## Gezeigter Textauszug
********
Freitag, Januar 15, 2016

Gute Manieren sind gefragt.

Wer am Kaffeetisch versehentlich seine Tasse auf den Boden fallen lässt, tut gut daran, die Tasse in die Spülmaschine zu räumen und sich eine neue zu holen. Hat er allerdings dabei den Kaffee auf die Hose seines Sitznachbarn geschüttet, ist der mit Recht erstaunt, wenn es bei einer neuen Tasse bleibt. Ein „Entschuldigung!“ und ein paar Servietten wären da nicht zu viel erwartet. Eher angemessen – alles andere wäre nicht nur unhöflich, sondern ließe den Ungeschickten zusätzlich als Egoisten erscheinen: Die Hose bleibt dreckig, Hauptsache, meine Tasse ist sauber. So weit – so einsichtig.

Wenn ein Nachrichtenportal versehentlich eine Falschmeldung bringt, tut es gut daran, die zu löschen. Hat es dabei allerdings einen unschuldigen Menschen mit Dreck beworfen, tut es gut daran, eine Richtigstellung zu bringen, verbunden mit einer Entschuldigung. Und das so, dass beides auch wahrgenommen wird. Alles andere wäre nicht nur unprofessionell, sondern auch unglaubwürdig: Der Dreck bleibt kleben, Hauptsache wir haben keine Fehler auf dem Portal. Ist doch klar – oder?

Bei Domradio scheint man das anders zu sehen. Eine dreckschleudernde Falschmeldung ohne eigene Recherche zu übernehmen – das geht. Das ist sogar verständlich: den Agenturen, von denen man seine Nachrichten erhält, vertraut man. Domradio ist kein Riesenunternehmen.
********
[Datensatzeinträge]
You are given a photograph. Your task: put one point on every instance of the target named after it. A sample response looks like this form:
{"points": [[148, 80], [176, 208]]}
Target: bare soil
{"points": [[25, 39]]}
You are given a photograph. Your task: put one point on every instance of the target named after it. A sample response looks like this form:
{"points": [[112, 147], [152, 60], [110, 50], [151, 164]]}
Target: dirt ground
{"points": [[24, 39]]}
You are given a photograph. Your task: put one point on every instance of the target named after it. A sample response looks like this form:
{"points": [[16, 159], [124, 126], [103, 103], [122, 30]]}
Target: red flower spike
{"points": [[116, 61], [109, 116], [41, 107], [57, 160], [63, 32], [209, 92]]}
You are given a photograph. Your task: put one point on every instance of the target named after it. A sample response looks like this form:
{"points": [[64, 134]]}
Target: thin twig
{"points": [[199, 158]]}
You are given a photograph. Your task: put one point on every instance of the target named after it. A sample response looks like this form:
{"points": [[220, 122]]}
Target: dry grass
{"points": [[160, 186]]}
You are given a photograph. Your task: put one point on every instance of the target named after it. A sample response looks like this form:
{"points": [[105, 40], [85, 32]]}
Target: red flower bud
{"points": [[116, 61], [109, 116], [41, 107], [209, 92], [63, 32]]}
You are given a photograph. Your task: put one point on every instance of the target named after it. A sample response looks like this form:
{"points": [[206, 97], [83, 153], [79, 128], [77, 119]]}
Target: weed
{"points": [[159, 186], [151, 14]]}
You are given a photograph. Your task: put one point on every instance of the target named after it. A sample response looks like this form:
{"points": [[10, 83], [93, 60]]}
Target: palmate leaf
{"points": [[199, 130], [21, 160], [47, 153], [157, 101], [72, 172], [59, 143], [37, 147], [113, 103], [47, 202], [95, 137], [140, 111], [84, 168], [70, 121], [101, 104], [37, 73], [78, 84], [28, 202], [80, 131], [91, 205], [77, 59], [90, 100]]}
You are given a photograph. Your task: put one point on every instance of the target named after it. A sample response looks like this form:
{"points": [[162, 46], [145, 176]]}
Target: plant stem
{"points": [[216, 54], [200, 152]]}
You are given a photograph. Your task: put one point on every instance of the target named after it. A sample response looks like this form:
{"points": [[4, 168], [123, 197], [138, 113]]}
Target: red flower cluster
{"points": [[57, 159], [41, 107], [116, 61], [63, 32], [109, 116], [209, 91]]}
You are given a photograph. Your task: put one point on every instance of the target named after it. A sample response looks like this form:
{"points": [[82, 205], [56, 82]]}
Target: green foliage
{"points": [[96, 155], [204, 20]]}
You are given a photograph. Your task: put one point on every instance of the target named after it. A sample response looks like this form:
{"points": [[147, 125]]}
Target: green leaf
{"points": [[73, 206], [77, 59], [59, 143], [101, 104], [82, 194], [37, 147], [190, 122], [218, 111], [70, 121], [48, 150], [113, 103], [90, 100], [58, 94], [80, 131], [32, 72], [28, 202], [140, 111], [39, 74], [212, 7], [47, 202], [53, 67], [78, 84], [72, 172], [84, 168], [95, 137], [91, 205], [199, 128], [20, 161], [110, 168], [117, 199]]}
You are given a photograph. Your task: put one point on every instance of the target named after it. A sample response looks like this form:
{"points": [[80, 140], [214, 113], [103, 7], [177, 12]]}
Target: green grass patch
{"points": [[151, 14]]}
********
## Aufgaben zum Text
1. Schreib aus dem Text über gute Manieren alles von „Wer am Kaffeetisch“ bis hinunter zu „weit – so einsichtig.“ wortgetreu ab.
2. Setz den Text über gute Manieren und die Falschmeldung bei Domradio nach seinem letzten Satz fort.

## Antworten
1.
Wer am Kaffeetisch versehentlich seine Tasse auf den Boden fallen lässt, tut gut daran, die Tasse in die Spülmaschine zu räumen und sich eine neue zu holen. Hat er allerdings dabei den Kaffee auf die Hose seines Sitznachbarn geschüttet, ist der mit Recht erstaunt, wenn es bei einer neuen Tasse bleibt. Ein „Entschuldigung!“ und ein paar Servietten wären da nicht zu viel erwartet. Eher angemessen – alles andere wäre nicht nur unhöflich, sondern ließe den Ungeschickten zusätzlich als Egoisten erscheinen: Die Hose bleibt dreckig, Hauptsache, meine Tasse ist sauber. So weit – so einsichtig.

2.
Ein Versehen dieser Art ist nun passiert. Man hat eine skandalöse Meldung übernommen: Erzbischof Rodriguez Plaza habe misshandelten Frauen in seiner Predigt mitgeteilt, sie seien an ihrer Lage selbst schuld. Diese Meldung ist offenbar falsch. Und ist sie falsch, ist sie bösartig und für den Bischof (und die ganze Kirche!) eine schwere menschliche Verletzung. Doch bevor man das offen korrigiert, braucht man offenbar erst einmal viel Zeit zum Nachdenken: Der Artikel sei aufgrund vieler Rückmeldungen vorerst offline heißt es lakonisch auf Facebook, man habe keine Zugriffsberechtigung heißt es auf der Website. Keine Richtigstellung, keine Entschuldigung.

Es ist verständlich, dass man jetzt gründlich recherchiert, sogar wichtig ist das. Doch eins geht nicht: nur das eigene Portal zu putzen. Liebes Domradio, hier wurde ein Schaden angerichtet. „Unsere Meldung, Erzbischof Rodriguez Plaza habe misshandelten Frauen die Schuld an ihrem Zustand gegeben, war falsch. Wir bitten ihn und unsere Leser um Entschuldigung. Eine Übersetzung seiner Predigt, auf die wir uns bezogen, finden Sie hier.“ Seid Ihr unsicher, dann schreibt eben „…war offenbar falsch. Für diesen Fall bitten wir…“. Aber schreibt!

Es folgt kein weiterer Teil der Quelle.